[start]

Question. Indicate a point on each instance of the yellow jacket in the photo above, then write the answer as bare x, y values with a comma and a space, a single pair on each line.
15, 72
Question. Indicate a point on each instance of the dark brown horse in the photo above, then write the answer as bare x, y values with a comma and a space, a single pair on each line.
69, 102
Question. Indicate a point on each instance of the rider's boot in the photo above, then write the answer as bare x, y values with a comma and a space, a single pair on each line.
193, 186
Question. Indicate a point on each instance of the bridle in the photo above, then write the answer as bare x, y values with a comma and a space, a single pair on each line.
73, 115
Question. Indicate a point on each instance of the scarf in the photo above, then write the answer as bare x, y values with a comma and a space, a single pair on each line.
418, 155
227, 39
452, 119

[end]
[start]

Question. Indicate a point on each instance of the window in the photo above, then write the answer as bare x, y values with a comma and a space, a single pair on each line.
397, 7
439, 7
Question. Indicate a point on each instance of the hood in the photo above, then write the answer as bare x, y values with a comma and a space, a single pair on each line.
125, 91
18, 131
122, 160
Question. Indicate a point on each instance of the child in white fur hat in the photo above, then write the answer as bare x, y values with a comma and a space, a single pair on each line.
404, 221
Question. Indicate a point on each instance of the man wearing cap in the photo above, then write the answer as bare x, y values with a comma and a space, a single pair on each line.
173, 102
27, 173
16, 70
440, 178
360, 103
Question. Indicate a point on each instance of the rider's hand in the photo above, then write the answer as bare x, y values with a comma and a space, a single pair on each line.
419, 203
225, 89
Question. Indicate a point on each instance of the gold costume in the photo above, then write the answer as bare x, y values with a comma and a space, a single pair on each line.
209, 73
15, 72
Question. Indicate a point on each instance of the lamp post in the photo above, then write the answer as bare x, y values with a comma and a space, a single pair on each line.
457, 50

[end]
[start]

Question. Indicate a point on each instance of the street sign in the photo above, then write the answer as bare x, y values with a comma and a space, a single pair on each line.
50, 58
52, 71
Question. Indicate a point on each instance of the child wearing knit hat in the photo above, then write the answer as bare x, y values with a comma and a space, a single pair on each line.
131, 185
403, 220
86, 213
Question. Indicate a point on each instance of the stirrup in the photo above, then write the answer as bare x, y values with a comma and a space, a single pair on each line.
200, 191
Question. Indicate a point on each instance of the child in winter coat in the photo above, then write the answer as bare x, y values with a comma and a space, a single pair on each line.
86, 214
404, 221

[end]

**Problem description**:
Pull out every line of the data above that contains the string "rider", with case counting in the match.

**Answer to the exercise**:
Question. Indicate a point on each instance of the rider's boot in the photo above, then write the answer as bare x, y values with a comma and a space, a single pair on each line.
Question. Indicate a point on each instance of the rider's hand in the photo above, then write the answer as bare x, y values with a comma and a space, a single pair on each line.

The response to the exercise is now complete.